→ **THE EXERCISE**
Reproduce exactly the lines from the one containing "Hi there! Could you please locate the parked" through the last line of the records below, both included, and nothing else.

→ **MATERIAL FOR THIS TASK**
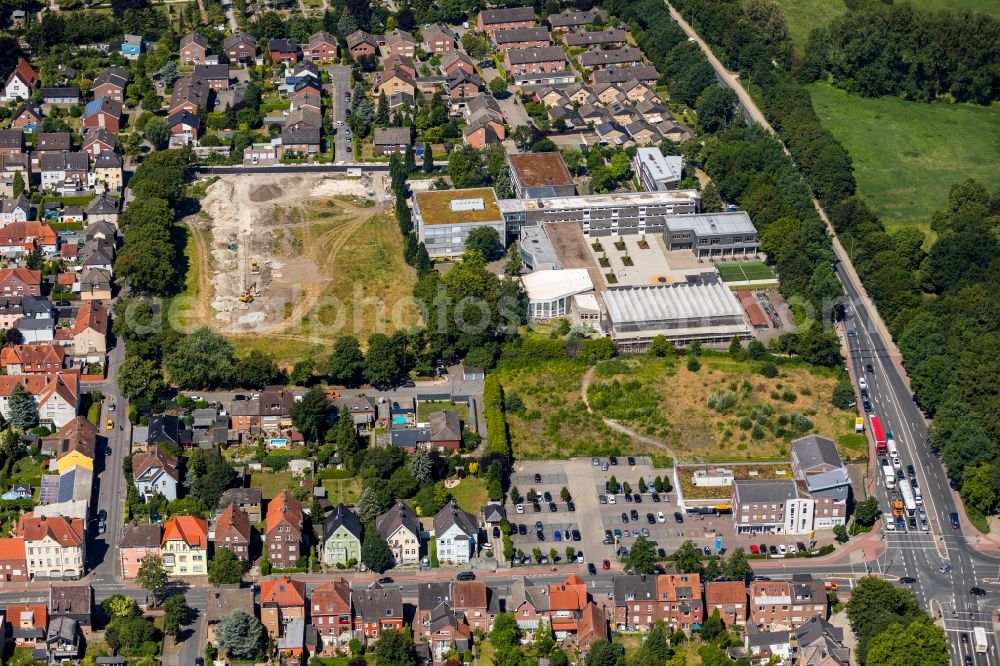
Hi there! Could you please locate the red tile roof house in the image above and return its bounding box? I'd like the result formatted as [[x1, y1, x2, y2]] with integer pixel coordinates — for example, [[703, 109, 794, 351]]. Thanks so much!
[[476, 7, 535, 39], [118, 521, 163, 580], [0, 268, 42, 296], [0, 344, 66, 375], [267, 39, 299, 62], [302, 30, 340, 60], [264, 490, 306, 568], [83, 97, 122, 134], [503, 46, 566, 77], [0, 537, 28, 580], [178, 32, 208, 65], [310, 578, 354, 650], [4, 604, 49, 648], [215, 502, 253, 560], [493, 26, 552, 52], [222, 30, 257, 63], [423, 23, 456, 53], [705, 580, 748, 627], [353, 583, 403, 641], [91, 67, 129, 102], [260, 576, 306, 639], [346, 30, 378, 59]]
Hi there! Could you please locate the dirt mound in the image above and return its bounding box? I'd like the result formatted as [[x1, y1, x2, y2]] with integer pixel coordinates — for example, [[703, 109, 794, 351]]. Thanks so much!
[[250, 185, 283, 203]]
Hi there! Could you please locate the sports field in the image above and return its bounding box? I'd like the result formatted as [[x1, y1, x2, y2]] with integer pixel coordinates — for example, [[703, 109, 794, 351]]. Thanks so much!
[[716, 261, 778, 282], [810, 84, 1000, 233]]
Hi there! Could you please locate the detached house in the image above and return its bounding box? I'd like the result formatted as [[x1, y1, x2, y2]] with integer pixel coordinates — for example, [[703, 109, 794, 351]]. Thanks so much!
[[317, 504, 363, 566], [434, 500, 479, 564], [118, 521, 163, 580], [264, 490, 308, 568], [260, 576, 306, 639], [302, 30, 339, 60], [56, 416, 97, 474], [91, 67, 129, 102], [17, 514, 86, 580], [132, 445, 180, 501], [222, 30, 257, 63], [178, 32, 208, 65], [375, 502, 420, 565], [215, 502, 253, 561], [0, 58, 40, 102], [161, 516, 208, 576]]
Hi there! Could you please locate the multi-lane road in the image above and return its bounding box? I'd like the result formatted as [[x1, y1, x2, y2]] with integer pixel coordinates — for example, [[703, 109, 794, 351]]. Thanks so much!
[[837, 264, 1000, 664]]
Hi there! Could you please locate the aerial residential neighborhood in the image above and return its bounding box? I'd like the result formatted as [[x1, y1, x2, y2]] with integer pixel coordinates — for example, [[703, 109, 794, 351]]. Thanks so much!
[[0, 0, 1000, 666]]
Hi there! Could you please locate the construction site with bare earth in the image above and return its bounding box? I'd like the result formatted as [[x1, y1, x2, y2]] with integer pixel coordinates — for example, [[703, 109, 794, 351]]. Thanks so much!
[[175, 174, 419, 365]]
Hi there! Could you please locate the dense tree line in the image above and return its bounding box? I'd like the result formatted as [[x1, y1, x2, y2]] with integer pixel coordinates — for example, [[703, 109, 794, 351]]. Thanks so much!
[[801, 2, 1000, 104]]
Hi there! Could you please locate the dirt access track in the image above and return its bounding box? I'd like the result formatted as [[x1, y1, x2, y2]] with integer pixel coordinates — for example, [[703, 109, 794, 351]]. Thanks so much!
[[185, 174, 396, 342]]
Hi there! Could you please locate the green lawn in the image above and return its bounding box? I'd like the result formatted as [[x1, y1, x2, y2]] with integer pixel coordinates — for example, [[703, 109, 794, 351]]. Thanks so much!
[[811, 84, 1000, 232], [250, 471, 294, 499], [716, 261, 778, 282], [451, 477, 488, 515], [778, 0, 1000, 51]]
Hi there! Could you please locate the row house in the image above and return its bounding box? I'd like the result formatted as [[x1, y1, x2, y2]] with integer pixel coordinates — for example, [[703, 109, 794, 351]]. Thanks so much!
[[476, 7, 536, 40], [577, 46, 642, 69], [382, 29, 417, 58], [613, 574, 704, 631], [492, 26, 552, 53], [118, 520, 163, 580], [0, 220, 59, 255], [205, 583, 257, 643], [441, 51, 476, 76], [55, 416, 97, 474], [352, 583, 403, 641], [309, 578, 354, 648], [423, 23, 458, 53], [0, 344, 66, 375], [16, 514, 87, 580], [302, 30, 340, 61], [91, 67, 129, 102], [264, 490, 308, 569], [375, 502, 421, 566], [39, 152, 90, 190], [82, 127, 116, 159], [547, 7, 608, 32], [177, 32, 209, 65], [750, 574, 827, 630], [132, 444, 180, 502], [705, 580, 748, 628], [503, 46, 566, 77], [10, 100, 45, 132], [260, 576, 306, 640], [0, 370, 80, 428], [346, 30, 378, 60], [563, 28, 628, 49], [160, 516, 208, 577], [214, 502, 253, 562], [0, 58, 41, 102], [222, 30, 257, 63], [0, 537, 28, 580]]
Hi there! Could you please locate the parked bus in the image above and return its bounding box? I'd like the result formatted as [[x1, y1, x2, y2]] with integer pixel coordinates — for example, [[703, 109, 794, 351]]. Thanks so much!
[[871, 416, 888, 456]]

→ **ANSWER TO THE TASK**
Hi there! Could you please locate the parked bus in the image above and return its bounding box? I'd like the result formatted as [[x1, y1, x2, y2]] with integer pixel coordinates — for example, [[703, 109, 794, 351]]. Thanks so much!
[[871, 416, 888, 456]]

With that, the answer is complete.